§ Task item: Given the records underneath, please repeat exactly the lines from the line with "Note: spot the cloud" through the line with "Note: spot the green grass", passing over any picture.

§ Material for the task:
——————

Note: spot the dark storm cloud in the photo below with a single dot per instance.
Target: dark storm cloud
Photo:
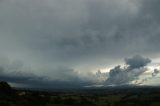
(82, 33)
(130, 73)
(137, 62)
(63, 78)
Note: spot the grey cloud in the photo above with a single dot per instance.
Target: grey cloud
(81, 33)
(130, 73)
(156, 71)
(14, 72)
(137, 62)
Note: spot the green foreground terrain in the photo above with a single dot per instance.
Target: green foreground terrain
(122, 97)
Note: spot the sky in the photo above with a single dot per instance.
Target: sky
(76, 43)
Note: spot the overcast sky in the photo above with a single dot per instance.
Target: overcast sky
(67, 41)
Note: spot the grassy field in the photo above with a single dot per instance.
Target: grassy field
(93, 97)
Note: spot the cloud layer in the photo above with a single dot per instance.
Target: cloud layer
(136, 67)
(70, 37)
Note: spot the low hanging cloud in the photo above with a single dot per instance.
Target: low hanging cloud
(15, 73)
(135, 67)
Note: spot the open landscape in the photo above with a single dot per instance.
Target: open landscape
(126, 96)
(79, 52)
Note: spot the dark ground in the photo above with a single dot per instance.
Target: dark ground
(112, 96)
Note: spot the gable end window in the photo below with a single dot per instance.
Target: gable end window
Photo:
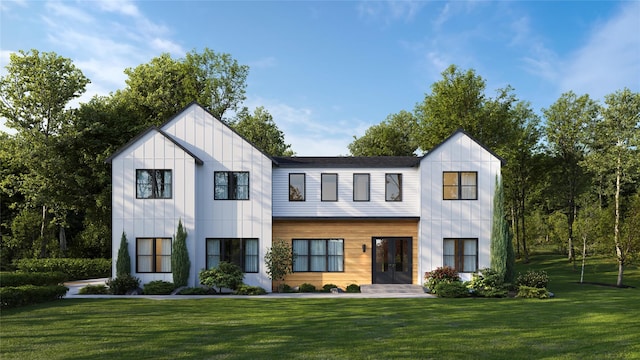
(231, 185)
(393, 187)
(461, 254)
(153, 184)
(296, 187)
(153, 255)
(460, 185)
(329, 187)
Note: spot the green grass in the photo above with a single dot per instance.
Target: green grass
(582, 322)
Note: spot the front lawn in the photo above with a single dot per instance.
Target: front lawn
(582, 322)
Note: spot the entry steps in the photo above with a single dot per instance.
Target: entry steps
(391, 289)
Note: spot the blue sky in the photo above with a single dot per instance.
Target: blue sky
(328, 70)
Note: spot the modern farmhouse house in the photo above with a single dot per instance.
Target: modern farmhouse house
(349, 220)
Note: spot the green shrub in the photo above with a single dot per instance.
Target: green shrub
(122, 284)
(528, 292)
(94, 290)
(451, 289)
(75, 269)
(533, 278)
(440, 275)
(328, 287)
(158, 287)
(38, 279)
(244, 289)
(225, 275)
(306, 287)
(14, 296)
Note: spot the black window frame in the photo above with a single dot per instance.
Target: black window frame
(155, 193)
(459, 186)
(154, 255)
(368, 187)
(304, 187)
(232, 185)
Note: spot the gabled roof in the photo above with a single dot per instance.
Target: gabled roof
(141, 135)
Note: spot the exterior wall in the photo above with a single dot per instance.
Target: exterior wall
(456, 218)
(345, 206)
(357, 264)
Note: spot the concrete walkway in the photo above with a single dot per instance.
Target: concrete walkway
(75, 286)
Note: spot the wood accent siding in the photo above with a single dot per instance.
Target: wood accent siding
(357, 265)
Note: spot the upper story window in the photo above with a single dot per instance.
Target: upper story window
(231, 185)
(296, 187)
(329, 187)
(393, 187)
(361, 187)
(460, 185)
(153, 184)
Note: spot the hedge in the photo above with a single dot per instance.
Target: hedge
(75, 269)
(30, 294)
(36, 278)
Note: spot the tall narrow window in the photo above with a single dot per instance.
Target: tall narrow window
(242, 252)
(153, 184)
(461, 254)
(460, 185)
(231, 185)
(393, 187)
(329, 187)
(360, 187)
(153, 255)
(296, 187)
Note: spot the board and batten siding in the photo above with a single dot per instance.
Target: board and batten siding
(377, 206)
(440, 219)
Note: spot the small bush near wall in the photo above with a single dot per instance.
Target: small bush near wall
(38, 279)
(75, 269)
(30, 294)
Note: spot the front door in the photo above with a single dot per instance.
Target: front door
(392, 260)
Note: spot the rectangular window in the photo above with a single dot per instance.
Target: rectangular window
(296, 187)
(318, 255)
(461, 254)
(231, 185)
(242, 252)
(360, 187)
(393, 187)
(153, 255)
(329, 187)
(153, 184)
(460, 185)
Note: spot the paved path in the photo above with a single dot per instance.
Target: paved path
(75, 286)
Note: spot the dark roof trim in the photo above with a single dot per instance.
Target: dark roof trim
(142, 134)
(461, 130)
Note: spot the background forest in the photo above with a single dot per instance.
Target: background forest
(571, 174)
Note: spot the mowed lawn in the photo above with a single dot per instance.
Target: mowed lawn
(581, 322)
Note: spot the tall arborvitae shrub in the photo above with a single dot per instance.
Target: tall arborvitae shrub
(180, 263)
(123, 262)
(502, 255)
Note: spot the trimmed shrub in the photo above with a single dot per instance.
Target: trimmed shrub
(306, 287)
(121, 285)
(94, 290)
(38, 279)
(528, 292)
(75, 269)
(249, 290)
(532, 278)
(353, 288)
(454, 289)
(158, 287)
(30, 294)
(440, 275)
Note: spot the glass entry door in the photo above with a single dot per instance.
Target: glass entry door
(392, 260)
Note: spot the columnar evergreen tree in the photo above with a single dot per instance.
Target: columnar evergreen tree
(180, 263)
(123, 262)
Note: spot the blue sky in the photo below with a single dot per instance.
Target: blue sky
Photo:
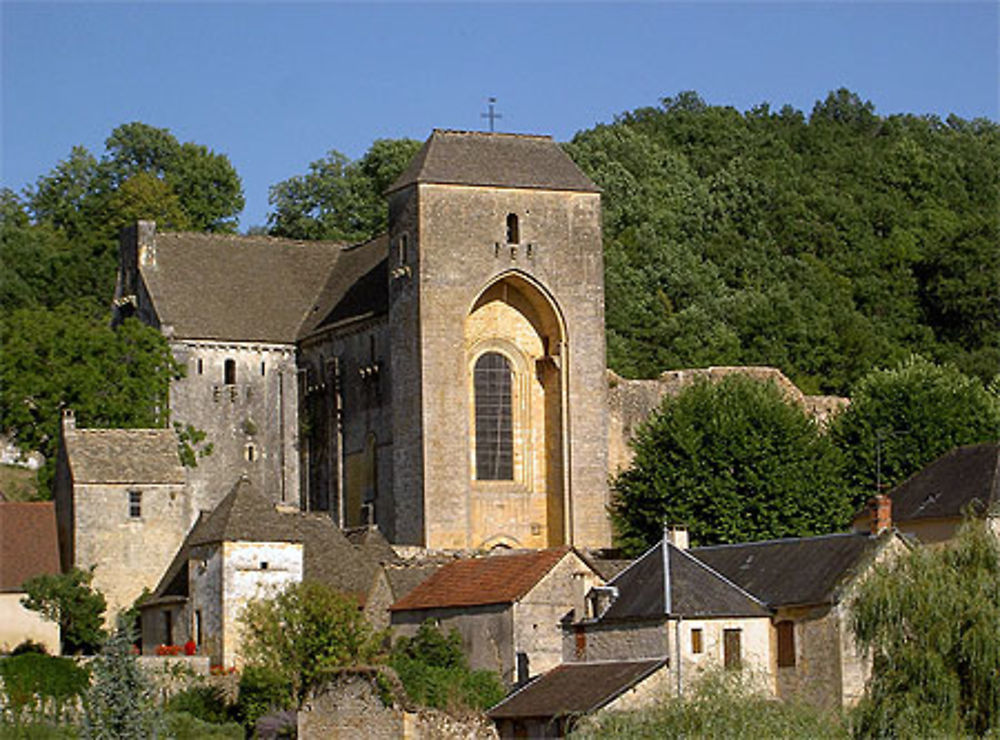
(277, 85)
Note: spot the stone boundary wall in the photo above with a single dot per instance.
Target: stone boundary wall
(631, 402)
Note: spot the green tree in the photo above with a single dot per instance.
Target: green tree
(931, 620)
(902, 418)
(120, 704)
(734, 461)
(304, 633)
(338, 199)
(70, 357)
(68, 600)
(435, 672)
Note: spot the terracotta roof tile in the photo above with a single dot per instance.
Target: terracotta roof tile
(493, 579)
(123, 456)
(28, 542)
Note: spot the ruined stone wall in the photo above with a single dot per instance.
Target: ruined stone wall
(631, 402)
(458, 239)
(251, 423)
(128, 553)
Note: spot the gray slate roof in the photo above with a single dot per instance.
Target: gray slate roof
(950, 484)
(244, 515)
(497, 160)
(123, 456)
(574, 689)
(695, 590)
(803, 570)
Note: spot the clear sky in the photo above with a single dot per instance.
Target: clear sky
(276, 85)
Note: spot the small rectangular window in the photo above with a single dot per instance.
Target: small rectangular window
(135, 504)
(786, 644)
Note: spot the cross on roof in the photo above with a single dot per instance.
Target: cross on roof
(492, 114)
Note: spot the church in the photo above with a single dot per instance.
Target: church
(444, 381)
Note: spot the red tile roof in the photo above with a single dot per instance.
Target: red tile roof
(494, 579)
(28, 542)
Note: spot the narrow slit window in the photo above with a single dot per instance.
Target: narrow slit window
(494, 423)
(513, 230)
(135, 504)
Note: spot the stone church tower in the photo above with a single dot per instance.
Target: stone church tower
(496, 316)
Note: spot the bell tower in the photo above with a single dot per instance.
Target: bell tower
(496, 313)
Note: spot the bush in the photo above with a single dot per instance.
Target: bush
(723, 704)
(261, 691)
(37, 686)
(206, 703)
(186, 726)
(435, 673)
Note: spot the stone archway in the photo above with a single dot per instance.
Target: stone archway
(514, 350)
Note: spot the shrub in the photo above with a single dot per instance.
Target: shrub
(722, 704)
(435, 672)
(37, 685)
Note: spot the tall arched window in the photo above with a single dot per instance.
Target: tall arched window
(513, 232)
(494, 423)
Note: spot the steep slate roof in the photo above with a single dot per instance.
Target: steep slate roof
(804, 570)
(123, 456)
(573, 689)
(695, 590)
(950, 484)
(497, 160)
(28, 542)
(244, 515)
(493, 579)
(247, 288)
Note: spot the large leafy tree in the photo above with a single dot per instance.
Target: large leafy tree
(825, 244)
(304, 633)
(902, 418)
(68, 600)
(70, 357)
(732, 460)
(339, 199)
(931, 620)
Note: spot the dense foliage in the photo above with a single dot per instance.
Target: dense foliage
(304, 633)
(732, 460)
(722, 705)
(37, 687)
(120, 703)
(58, 257)
(902, 418)
(435, 672)
(339, 199)
(932, 620)
(823, 245)
(68, 600)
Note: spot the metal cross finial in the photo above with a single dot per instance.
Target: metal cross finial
(492, 114)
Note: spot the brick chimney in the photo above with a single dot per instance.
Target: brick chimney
(881, 513)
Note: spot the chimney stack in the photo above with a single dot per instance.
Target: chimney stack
(881, 511)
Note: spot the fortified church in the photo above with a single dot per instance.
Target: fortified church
(444, 382)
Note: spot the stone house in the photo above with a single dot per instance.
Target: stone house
(551, 705)
(808, 583)
(28, 548)
(931, 503)
(121, 507)
(506, 607)
(248, 548)
(444, 381)
(670, 606)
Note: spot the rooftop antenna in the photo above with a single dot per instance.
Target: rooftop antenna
(492, 114)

——————

§ Reply:
Note: spot the cloud layer in the photo above with a single dot per instance.
Target: cloud layer
(136, 67)
(70, 37)
Note: spot the low hanging cloud in the photo above with a single dot per instance.
Target: low hanging cloud
(15, 73)
(135, 67)
Note: spot the open landscape in the photo above with a single dot per instance.
Target: open landscape
(126, 96)
(79, 52)
Note: spot the dark ground in the photo above with a single dot per instance.
Target: dark ground
(112, 96)
Note: spot the gable end window in the photo below with a single dot per instance.
Target: gable end window
Photo:
(231, 185)
(393, 187)
(461, 254)
(153, 184)
(296, 187)
(153, 255)
(460, 185)
(329, 187)
Note: spot the green grass in the photo above with a single dot per instance.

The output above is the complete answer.